## TESTO DI PARTENZA
※

Lucie è rimasta imprigionata in una fabbrica dismessa quand'era ancora ragazzina. Lì dentro ne ha subite di ogni, senza alcun motivo apparente.
Miracolosamente sfuggita, trascorre l'adolescenza in un istituto per disabili psichici e stringe amicizia con Anna. Passano 15 anni e vede su un giornale una foto che ritrae la coppia, uomo e donna, che l'hanno torturata. Si reca a casa loro con una doppietta da caccia e compie un massacro spietato, una vera e propria esecuzione che non è solo vendetta, ma anche atto liberatorio da un "fantasma" (senso di colpa) che la opprime da sempre e le procura mostruose ferite autolesioniste.
Purtroppo per Lucie, quanto fatto non basterà a liberarla e porterà ad estreme conseguenze. Anna, giunta sul luogo, per quanto innamorata dell'amica, comincia a dubitare che possa essersi sbagliata. Dopo la morte di Lucie, però, scoprirà in quella casa un passaggio segreto ed i suoi spaventosi segreti. Capirà sulla sua pelle, anzi Con la sua pelle, che Lucie non mentiva ed aveva visto giusto...

Torture. Oltre 30' di finale. Non fini a sé stesse, hanno uno scopo: avere una persona viva che possa raccontare della morte. Per fare questo occorre portarla in bilico e sperare che faccia in tempo ancora a parlare.

Film molto bello nel suo genere, non per tutti.
Trucchi di grande pregio, regia dinamica e tensione fortissima sempre.
Ne vedremo, spero, ancora delle belle dalla Francia.

domenica 14 marzo 2010

Somers Town

12
Se si ama questo regista non si può non apprezzare questa sua ultima opera, che come altre non ha visto luce nei cinema italiani. Una piccola perla, forse "minore" solo per la durata (67') ma in tutto e per tutto Meadows.

※

## VOCI MOSTRATE
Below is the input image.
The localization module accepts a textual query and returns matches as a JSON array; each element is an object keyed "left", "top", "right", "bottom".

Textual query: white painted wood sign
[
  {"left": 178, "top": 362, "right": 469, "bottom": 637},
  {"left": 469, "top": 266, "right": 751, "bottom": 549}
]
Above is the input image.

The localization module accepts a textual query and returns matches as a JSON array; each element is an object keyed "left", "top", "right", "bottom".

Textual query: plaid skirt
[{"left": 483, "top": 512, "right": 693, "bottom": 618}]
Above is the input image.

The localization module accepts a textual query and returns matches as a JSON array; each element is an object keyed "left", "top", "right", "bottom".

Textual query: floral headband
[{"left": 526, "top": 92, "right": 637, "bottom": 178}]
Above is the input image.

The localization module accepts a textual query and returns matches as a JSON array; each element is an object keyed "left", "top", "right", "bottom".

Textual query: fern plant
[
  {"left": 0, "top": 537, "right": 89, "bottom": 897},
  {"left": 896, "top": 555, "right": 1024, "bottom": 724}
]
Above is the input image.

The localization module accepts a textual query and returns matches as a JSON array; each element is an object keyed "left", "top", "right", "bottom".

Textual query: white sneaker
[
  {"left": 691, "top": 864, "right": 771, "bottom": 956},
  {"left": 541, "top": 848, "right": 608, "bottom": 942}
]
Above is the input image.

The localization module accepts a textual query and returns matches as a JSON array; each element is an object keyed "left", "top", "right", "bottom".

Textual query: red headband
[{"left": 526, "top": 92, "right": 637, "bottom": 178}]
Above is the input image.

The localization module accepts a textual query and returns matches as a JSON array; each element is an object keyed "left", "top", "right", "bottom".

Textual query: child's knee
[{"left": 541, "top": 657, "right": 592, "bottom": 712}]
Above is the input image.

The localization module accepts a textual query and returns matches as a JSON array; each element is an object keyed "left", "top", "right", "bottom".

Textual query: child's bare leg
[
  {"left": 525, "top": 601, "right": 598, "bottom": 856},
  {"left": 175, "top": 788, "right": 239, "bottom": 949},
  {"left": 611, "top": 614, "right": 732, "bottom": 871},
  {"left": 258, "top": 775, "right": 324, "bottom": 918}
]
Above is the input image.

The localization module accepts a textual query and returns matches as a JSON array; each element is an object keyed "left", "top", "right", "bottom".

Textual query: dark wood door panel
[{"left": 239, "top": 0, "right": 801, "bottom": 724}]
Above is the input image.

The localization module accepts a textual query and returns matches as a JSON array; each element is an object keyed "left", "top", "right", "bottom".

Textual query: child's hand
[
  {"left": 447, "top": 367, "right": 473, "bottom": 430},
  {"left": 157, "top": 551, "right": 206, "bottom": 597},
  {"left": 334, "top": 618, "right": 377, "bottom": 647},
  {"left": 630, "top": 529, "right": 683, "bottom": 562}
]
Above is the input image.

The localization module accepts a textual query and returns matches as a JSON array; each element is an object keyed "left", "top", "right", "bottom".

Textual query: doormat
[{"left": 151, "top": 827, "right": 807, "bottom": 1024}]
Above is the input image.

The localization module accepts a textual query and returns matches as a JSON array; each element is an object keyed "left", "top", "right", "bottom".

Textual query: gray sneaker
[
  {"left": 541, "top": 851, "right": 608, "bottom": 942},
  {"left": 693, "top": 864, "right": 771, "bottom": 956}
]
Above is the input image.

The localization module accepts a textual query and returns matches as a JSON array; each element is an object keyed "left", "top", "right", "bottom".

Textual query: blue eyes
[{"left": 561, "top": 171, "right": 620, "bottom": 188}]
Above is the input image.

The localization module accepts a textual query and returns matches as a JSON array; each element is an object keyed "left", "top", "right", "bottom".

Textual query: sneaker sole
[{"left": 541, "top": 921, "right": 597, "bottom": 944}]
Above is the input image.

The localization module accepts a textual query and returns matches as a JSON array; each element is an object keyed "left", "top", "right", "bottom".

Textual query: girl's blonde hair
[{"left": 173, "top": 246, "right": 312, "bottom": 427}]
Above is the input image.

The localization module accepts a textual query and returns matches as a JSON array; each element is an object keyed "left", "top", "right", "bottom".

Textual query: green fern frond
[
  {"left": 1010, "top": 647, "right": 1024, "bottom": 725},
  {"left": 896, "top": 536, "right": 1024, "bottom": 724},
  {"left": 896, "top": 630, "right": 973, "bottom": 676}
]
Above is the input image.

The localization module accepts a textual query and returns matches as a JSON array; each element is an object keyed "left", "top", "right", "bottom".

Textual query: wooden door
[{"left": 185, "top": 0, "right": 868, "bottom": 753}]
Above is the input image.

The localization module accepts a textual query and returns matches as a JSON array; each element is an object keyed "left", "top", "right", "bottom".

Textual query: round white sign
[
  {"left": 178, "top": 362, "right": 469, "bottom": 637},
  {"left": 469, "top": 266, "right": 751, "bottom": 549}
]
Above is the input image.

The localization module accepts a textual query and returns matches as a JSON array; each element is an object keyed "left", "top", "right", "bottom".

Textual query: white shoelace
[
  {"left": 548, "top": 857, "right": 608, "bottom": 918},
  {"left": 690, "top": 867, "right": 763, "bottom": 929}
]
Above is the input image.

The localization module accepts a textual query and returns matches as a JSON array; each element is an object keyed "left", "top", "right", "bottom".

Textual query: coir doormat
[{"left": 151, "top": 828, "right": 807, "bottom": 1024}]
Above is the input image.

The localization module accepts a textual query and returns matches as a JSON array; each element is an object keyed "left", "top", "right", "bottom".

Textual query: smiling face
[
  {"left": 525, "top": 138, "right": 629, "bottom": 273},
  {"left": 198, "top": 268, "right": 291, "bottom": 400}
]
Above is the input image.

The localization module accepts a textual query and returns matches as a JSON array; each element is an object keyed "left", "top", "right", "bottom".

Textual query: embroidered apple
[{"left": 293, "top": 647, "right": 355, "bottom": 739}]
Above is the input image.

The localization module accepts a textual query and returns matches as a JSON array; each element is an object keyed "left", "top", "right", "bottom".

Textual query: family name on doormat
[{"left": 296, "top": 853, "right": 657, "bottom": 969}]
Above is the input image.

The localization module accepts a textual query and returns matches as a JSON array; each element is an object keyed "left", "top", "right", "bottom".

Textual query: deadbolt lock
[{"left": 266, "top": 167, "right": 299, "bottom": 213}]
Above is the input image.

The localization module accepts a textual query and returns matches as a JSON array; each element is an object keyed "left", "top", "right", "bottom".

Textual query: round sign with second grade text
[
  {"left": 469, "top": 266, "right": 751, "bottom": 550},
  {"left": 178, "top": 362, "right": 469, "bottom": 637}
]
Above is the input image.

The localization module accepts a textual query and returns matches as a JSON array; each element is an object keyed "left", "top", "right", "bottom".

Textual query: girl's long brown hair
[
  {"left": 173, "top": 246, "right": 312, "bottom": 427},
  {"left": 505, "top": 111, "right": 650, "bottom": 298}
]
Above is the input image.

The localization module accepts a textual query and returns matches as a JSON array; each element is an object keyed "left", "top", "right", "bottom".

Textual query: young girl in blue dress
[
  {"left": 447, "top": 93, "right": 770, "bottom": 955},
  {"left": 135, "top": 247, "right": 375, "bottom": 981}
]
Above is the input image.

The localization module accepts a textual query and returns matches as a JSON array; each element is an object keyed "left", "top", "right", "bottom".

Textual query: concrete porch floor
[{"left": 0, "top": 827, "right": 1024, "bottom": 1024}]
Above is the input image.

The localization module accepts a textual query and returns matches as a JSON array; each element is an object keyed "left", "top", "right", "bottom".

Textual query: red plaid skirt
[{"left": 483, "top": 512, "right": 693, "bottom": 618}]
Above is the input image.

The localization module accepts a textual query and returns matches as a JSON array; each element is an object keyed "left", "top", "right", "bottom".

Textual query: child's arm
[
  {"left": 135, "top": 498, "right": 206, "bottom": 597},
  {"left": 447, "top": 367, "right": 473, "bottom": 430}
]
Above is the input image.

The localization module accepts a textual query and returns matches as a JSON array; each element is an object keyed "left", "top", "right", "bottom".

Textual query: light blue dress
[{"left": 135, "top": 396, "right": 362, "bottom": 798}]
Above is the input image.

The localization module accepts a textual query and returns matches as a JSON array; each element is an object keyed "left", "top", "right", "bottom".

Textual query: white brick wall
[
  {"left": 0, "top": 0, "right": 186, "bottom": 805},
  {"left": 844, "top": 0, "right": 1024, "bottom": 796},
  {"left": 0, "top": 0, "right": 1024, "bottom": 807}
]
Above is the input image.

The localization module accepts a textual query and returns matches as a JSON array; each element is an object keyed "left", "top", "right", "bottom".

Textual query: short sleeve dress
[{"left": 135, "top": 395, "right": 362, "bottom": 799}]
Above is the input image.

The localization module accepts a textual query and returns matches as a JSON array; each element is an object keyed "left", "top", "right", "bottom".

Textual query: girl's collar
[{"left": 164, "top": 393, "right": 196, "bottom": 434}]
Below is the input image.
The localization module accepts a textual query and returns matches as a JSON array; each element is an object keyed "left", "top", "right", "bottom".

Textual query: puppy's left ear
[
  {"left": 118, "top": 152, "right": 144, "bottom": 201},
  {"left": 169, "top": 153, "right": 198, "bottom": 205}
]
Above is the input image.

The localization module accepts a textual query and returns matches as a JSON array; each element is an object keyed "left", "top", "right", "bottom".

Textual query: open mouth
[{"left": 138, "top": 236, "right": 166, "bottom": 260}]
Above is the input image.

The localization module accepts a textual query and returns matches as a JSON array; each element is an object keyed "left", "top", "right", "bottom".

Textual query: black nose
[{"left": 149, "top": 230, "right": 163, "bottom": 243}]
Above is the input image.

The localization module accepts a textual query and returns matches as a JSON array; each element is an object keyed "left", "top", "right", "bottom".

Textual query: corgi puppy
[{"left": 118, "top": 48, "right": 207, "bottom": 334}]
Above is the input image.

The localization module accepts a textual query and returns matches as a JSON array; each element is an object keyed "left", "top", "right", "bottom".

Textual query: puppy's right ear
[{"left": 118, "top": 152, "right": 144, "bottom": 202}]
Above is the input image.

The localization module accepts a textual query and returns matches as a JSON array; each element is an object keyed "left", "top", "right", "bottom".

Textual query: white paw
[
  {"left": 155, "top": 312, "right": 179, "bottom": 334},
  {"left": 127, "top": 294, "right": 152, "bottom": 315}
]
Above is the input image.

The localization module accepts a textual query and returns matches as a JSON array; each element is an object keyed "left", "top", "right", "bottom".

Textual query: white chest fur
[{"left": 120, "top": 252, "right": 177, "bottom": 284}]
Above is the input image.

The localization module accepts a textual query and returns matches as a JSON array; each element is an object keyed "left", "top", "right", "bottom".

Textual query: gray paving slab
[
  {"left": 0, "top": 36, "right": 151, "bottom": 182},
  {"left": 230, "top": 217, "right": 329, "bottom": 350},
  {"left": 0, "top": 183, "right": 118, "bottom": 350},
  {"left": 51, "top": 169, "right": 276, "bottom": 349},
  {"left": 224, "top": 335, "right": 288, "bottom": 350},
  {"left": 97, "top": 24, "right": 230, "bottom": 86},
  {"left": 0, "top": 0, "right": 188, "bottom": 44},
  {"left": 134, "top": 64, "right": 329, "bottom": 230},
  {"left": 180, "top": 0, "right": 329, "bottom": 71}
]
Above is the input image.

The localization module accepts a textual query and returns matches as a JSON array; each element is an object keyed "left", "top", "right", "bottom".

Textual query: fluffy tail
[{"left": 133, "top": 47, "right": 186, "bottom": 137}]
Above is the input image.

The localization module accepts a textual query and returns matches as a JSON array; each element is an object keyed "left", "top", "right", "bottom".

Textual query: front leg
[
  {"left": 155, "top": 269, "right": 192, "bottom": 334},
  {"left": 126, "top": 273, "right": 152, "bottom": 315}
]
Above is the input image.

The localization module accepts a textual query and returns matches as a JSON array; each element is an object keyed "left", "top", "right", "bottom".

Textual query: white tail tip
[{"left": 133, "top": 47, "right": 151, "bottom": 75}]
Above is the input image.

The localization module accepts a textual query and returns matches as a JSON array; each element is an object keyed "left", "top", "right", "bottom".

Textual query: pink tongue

※

## CONSEGNA 1
Secondo il testo di partenza, quanto dura Somers Town?
## CONSEGNA 2
Scrivi il seguito del testo di partenza, con le recensioni di film, riprendendo subito dopo la sua ultima frase.
Le voci mostrate non sono necessarie per lo svolgimento.

## RISPOSTA SCRITTA 1
Dura 67 minuti.

## RISPOSTA SCRITTA 2
Due ragazzi, uno inglese (il bravo Thomas Turgoose già ammirato in "This is England") e l'altro polacco si incontrano casualmente a Londra. Entrambi provengono da situazioni di disagio sociale: l'inglese dalle (sempre presenti nei film di Meadows) Midlands, Nottingham, dove ha lasciato una non-famiglia e delle non-amicizie con un biglietto di sola andata; il polacco vive, con qualche stento, col solo padre che lavora come manovale.

Si innamoreranno entrambi di una bella ragazza francese più grande di loro, che lavora in un bar dove vanno ogni tanto, e quando lei dovrà tornare a Parigi coltiveranno il sogno di riuscire ad andarla a trovare...

Piccolo affresco in bianco e nero delle persone che la società ignora spesso che esistano.
Con un dolcissimo finale a colori 16mm.
Belle anche le canzoni, tradotte nei sottotitoli.

San Michele aveva un gallo

0
Ritratto in trittico dell'internazionalista anarchico Giulio Manieri: quando era a capo di un gruppo di insurrezionalisti intorno al 1870; durante i primi 10 anni di prigionia trascorsi in totale isolamento; il viaggio di trasferimento in una prigione per detenuti politici nella laguna veneta.

La prima parte è curiosamente dolce e pacata. Un "assalto" ad un paese per liberarlo dai gioghi dell'autorità e dei proprietari può far pensare a lotte furibonde. Invece la banda entra in paese, seppur armata, con il fondamentale intento di propagare la loro ideologia, ci saranno sì dei morti, ma quasi fatalmente.
La terza, forte e poetica, è tutta in barca sulla laguna, con delle bellissime immagini tra l'altro. Giulio incontra un gruppo di giovani condannati, loro però marxisti. Pur in quella condizione, e dopo 10 anni d'isolamento, la sua smania di scambiare pareri ideologici è irrefrenabile. Sarà un incontro-scontro che lo ferirà, lui fermo sul suo ideale di socialismo assoluto, ideale da incarnare in ogni uomo, ed i giovani più "realisti", che puntano ad un sovvertimento dell'ordine costituito. Tutto da studiare...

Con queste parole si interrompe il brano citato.